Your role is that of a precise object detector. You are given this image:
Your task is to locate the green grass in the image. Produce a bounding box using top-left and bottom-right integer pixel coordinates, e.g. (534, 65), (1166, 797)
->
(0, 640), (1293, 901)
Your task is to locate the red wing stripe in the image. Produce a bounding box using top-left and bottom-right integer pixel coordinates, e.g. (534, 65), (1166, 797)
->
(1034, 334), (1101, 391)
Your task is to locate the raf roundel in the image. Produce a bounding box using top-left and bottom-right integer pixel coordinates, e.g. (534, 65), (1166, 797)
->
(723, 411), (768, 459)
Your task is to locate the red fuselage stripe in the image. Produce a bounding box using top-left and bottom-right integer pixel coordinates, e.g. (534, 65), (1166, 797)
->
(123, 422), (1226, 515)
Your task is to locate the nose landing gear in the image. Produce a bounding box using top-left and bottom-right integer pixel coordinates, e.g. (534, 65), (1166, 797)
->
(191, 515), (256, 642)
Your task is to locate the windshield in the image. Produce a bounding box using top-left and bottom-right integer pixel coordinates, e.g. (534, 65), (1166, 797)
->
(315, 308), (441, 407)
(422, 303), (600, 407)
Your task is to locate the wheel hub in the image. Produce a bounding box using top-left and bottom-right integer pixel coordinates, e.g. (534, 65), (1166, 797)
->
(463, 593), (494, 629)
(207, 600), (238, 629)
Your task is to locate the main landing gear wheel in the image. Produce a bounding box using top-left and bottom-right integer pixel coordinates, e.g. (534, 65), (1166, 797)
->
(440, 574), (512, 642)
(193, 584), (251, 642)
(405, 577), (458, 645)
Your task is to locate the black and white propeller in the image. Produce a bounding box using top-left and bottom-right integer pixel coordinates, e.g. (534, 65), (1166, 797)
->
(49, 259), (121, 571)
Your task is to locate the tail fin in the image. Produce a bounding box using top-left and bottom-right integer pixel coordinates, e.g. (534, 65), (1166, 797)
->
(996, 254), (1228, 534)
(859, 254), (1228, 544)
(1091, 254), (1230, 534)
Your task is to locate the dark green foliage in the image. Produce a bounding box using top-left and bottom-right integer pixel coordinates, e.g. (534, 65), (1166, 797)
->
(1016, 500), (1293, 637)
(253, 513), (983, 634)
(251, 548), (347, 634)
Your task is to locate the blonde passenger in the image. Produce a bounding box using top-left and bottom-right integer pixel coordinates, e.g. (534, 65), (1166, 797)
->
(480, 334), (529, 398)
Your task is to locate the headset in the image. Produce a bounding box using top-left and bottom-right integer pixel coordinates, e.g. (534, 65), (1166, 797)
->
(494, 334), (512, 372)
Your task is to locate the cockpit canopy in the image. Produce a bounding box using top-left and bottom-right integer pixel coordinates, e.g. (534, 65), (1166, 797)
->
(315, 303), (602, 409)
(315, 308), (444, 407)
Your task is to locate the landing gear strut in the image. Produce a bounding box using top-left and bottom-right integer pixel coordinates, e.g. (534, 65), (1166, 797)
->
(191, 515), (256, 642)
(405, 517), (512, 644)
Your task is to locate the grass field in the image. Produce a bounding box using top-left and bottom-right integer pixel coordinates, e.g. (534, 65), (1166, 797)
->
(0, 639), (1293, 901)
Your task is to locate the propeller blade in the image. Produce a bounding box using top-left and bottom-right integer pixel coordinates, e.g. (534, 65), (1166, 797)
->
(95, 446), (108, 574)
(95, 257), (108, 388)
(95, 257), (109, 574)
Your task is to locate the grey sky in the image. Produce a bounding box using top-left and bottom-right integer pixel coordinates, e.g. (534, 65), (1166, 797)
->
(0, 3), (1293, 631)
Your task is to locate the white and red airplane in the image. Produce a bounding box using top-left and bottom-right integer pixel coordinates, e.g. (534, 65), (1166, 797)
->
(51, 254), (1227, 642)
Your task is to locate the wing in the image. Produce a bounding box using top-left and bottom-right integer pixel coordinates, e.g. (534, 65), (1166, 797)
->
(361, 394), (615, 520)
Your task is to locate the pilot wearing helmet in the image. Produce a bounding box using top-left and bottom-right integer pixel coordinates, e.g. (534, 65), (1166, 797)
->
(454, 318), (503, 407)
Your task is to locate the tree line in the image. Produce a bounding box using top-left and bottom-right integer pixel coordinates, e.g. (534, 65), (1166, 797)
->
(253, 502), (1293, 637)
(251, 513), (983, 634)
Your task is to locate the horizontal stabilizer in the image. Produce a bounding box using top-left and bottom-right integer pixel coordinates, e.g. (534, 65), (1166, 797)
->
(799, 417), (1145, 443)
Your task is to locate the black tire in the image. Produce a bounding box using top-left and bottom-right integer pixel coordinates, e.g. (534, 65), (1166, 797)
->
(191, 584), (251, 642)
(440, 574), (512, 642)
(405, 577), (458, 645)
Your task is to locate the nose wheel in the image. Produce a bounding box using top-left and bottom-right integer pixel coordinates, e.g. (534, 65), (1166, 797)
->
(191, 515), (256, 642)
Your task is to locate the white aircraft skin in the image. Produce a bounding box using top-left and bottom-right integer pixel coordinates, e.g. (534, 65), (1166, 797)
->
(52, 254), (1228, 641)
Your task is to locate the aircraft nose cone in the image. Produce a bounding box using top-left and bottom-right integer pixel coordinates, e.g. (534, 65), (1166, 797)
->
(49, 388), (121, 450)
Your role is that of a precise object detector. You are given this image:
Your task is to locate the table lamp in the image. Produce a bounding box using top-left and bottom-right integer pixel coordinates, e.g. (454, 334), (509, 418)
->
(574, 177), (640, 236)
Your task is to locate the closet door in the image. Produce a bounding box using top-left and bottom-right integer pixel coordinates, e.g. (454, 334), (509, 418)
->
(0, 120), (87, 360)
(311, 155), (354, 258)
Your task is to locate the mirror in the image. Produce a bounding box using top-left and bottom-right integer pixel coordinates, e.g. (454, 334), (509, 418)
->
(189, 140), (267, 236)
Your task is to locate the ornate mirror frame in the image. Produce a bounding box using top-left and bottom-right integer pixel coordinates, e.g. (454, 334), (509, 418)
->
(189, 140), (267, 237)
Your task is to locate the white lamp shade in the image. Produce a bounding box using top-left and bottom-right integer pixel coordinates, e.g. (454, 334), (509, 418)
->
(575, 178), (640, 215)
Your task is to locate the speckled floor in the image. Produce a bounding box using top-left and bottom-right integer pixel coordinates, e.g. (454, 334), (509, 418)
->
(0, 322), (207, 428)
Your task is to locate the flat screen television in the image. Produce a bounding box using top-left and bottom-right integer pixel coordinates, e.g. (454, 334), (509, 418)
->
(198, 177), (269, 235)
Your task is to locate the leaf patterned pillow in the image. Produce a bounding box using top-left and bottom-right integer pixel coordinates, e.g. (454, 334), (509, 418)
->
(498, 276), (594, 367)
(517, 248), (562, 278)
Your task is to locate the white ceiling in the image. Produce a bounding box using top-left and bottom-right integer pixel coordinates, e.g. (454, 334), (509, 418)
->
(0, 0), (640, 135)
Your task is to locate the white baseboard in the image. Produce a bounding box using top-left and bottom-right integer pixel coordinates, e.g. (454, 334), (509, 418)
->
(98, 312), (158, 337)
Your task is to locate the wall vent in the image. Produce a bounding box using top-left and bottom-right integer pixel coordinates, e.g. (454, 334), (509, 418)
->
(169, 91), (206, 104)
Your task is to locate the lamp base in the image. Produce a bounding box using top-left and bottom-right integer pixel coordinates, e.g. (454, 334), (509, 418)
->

----

Convert each line of the material above into an item of a numbered list, leaving out any blank lines.

### Result for this task
1. Your role is that of a precise object detector. You are given this image:
2. Your task is to locate the green grass in the image. Produce a bounding box using top-left and bottom-right integer pixel coordinates, e.g. (534, 65), (1166, 797)
3. ->
4. (0, 640), (1293, 901)
5. Your task is to locate the red wing stripe in the image. Produce a bounding box using top-left and bottom-right integer pixel coordinates, e.g. (534, 65), (1166, 797)
6. ->
7. (1034, 334), (1101, 391)
8. Your task is to locate the raf roundel in the image. Produce a bounding box using top-left and bottom-right integer pixel coordinates, e.g. (534, 65), (1166, 797)
9. ->
10. (723, 411), (768, 459)
11. Your task is to locate the red fuselage stripe in the image. Produce a bounding box using top-left and bottom-right integer pixel coordinates, e.g. (534, 65), (1166, 797)
12. ->
13. (123, 422), (1226, 515)
14. Your task is to locate the nose landing gear in the image. Produce a bounding box using top-left and bottom-right integer pixel coordinates, e.g. (534, 65), (1166, 797)
15. ->
16. (191, 515), (256, 642)
17. Your task is to locate the windshield in the image. Produce a bounding box using top-left and bottom-right integer pixel coordinates, e.g. (534, 65), (1166, 797)
18. ->
19. (315, 308), (441, 407)
20. (422, 303), (600, 407)
21. Your task is to locate the wheel hub in the image. Produce a bounding box using top-left and bottom-right integer pixel coordinates, e.g. (534, 65), (1166, 797)
22. ->
23. (463, 593), (494, 629)
24. (207, 600), (238, 629)
25. Your task is to locate the main landing gear wheel in the image. Produce a bounding box using top-left and bottom-right integer pixel coordinates, e.g. (534, 65), (1166, 797)
26. ->
27. (440, 574), (512, 642)
28. (193, 584), (251, 642)
29. (405, 577), (458, 645)
30. Your task is to locate the black and white propeller in the image. Produce a bounding box using top-left and bottom-right integer pixel coordinates, e.g. (534, 65), (1166, 797)
31. ->
32. (49, 259), (121, 571)
33. Your task is to locate the tail fin in the image. Produce a bounding box using top-left and bottom-right integer pixel coordinates, e.g. (534, 65), (1166, 797)
34. ->
35. (996, 254), (1228, 534)
36. (859, 254), (1228, 544)
37. (1091, 254), (1230, 534)
38. Your task is to locate the dark green foliage in the image. Produce a bounding box using top-left and bottom-right integer pixel coordinates, e.g. (534, 65), (1166, 797)
39. ->
40. (1016, 500), (1293, 637)
41. (253, 513), (983, 634)
42. (251, 548), (347, 634)
43. Your task is to locate the blonde passenger in the image. Produce a bounding box using top-left and bottom-right integer pixel coordinates, e.g. (534, 65), (1166, 797)
44. ->
45. (480, 334), (529, 398)
46. Your task is to locate the headset in the image. Produce a bounding box using top-left and bottom-right integer pixel coordinates, e.g. (534, 65), (1166, 797)
47. ->
48. (494, 334), (512, 372)
49. Your task is to locate the cockpit canopy in the image. Produce a bounding box using top-left and bottom-right integer pixel coordinates, e.g. (534, 65), (1166, 797)
50. ->
51. (315, 303), (602, 409)
52. (315, 308), (444, 407)
53. Your task is to locate the landing gear strut in the image. Produce a bounding box using top-left and bottom-right integer pixel coordinates, e.g. (534, 65), (1166, 797)
54. ->
55. (191, 515), (256, 642)
56. (405, 517), (512, 644)
57. Your task is to locate the grass field in the image. Produce a bounding box using top-left and bottom-right integer pixel coordinates, e.g. (534, 65), (1166, 797)
58. ->
59. (0, 639), (1293, 901)
60. Your task is to locate the propeller blade in the image. Produce a bounding box using top-left and bottom-right integer pixel coordinates, e.g. (534, 65), (1166, 797)
61. ->
62. (95, 446), (108, 574)
63. (95, 257), (108, 388)
64. (95, 257), (109, 574)
65. Your task is to locate the grey sky in the image. Produce a bounding box using top-left and bottom-right integer pixel coordinates, e.g. (534, 65), (1166, 797)
66. ->
67. (0, 3), (1293, 631)
68. Your task is to locate the white and red airplane in the image. Produce a bounding box using top-left and bottom-right integer pixel coordinates, e.g. (534, 65), (1166, 797)
69. ->
70. (51, 254), (1227, 642)
71. Your task is to locate the wing in the image. Produce a bounding box using top-left and bottom-right integer pixel coordinates, e.g. (534, 65), (1166, 797)
72. ->
73. (361, 394), (615, 520)
74. Your task is to locate the pilot wearing helmet in the image. Produce a bounding box using top-left and bottom-right integer pixel coordinates, e.g. (534, 65), (1166, 797)
75. ->
76. (454, 318), (503, 407)
77. Your task is to locate the tree line in the image. Produce a bounding box using top-left and bottom-right integer pixel coordinates, e.g. (534, 65), (1166, 797)
78. ->
79. (253, 502), (1293, 637)
80. (251, 513), (983, 634)
81. Your task is to locate the horizontal stabilizer in the image. Produce a bounding box using top-left and bottom-right integer pixel coordinates, e.g. (534, 65), (1166, 797)
82. ->
83. (799, 417), (1145, 443)
84. Your task is to locate the black tire in the image. Produce a bounding box using top-left and bottom-right integer pixel coordinates, e.g. (534, 65), (1166, 797)
85. ->
86. (191, 584), (251, 642)
87. (440, 574), (512, 642)
88. (405, 577), (458, 645)
89. Your task is to locate the nose wheel in the image. Produce a bounding box using top-left and bottom-right integer pixel coordinates, e.g. (534, 65), (1166, 797)
90. ->
91. (191, 515), (256, 642)
92. Your task is to locate the white aircraft skin in the image. Produce a bounding box using top-left and bottom-right integer pixel coordinates, e.g. (534, 65), (1166, 797)
93. ->
94. (52, 254), (1228, 641)
95. Your task is to locate the aircraft nose cone in the image. Produce a bounding box using top-left and bottom-right integer pixel coordinates, e.g. (534, 65), (1166, 797)
96. ->
97. (49, 388), (121, 450)
98. Your role is that of a precise object detector. You are given this image:
99. Your task is to locate the table lamp in the image. Produce a bounding box using top-left and bottom-right integer pixel coordinates, e.g. (454, 334), (509, 418)
100. ->
101. (574, 177), (640, 236)
102. Your task is to locate the closet door in the image. Produce a bounding box using top-left and bottom-right integer pixel coordinates, e.g. (454, 334), (509, 418)
103. ->
104. (0, 120), (87, 360)
105. (311, 155), (354, 258)
106. Your task is to locate the mirror in the image. Produce a bounding box using top-left and bottom-right integer pixel coordinates, e.g. (454, 334), (509, 418)
107. ->
108. (189, 140), (267, 236)
109. Your task is to locate the ornate mirror frame in the image. Produce a bounding box using top-left and bottom-right integer pixel coordinates, e.g. (454, 334), (509, 418)
110. ->
111. (189, 140), (267, 237)
112. Your task is to locate the white lamp shade in the image. Produce a bounding box using top-left and bottom-right integer pixel coordinates, e.g. (454, 334), (509, 418)
113. ->
114. (575, 178), (640, 215)
115. Your task is to locate the speckled floor in the image. Produce a bounding box using top-left and bottom-right integer pixel coordinates, e.g. (454, 334), (509, 418)
116. ->
117. (0, 322), (207, 428)
118. Your task is to locate the flat screen television in the image. Produce a bounding box using top-left and bottom-right integer pixel coordinates, e.g. (454, 334), (509, 418)
119. ->
120. (198, 177), (269, 235)
121. Your task is to locate the leaf patterned pillow in the image. Produce a bounding box using top-left and bottom-right integer pixel coordinates, e.g. (454, 334), (509, 418)
122. ->
123. (498, 276), (594, 367)
124. (517, 248), (562, 278)
125. Your task is to locate the white ceiling in the image. Produce a bounding box using top-left and bottom-right integer pixel coordinates, e.g. (454, 334), (509, 418)
126. ->
127. (0, 0), (640, 135)
128. Your task is to locate the white baseboard in the image. Produce a bounding box using top-left and bottom-right integer pixel coordinates, e.g. (454, 334), (509, 418)
129. ->
130. (98, 312), (158, 337)
131. Your task is to locate the wall vent in the image. Produce a bounding box using top-left and bottom-right integer pixel coordinates, e.g. (454, 334), (509, 418)
132. ->
133. (169, 91), (206, 104)
134. Your task is to locate the lamp base in the image. Produce a bounding box using top-left and bottom-right integer pixel coordinates, e.g. (454, 334), (509, 418)
135. ->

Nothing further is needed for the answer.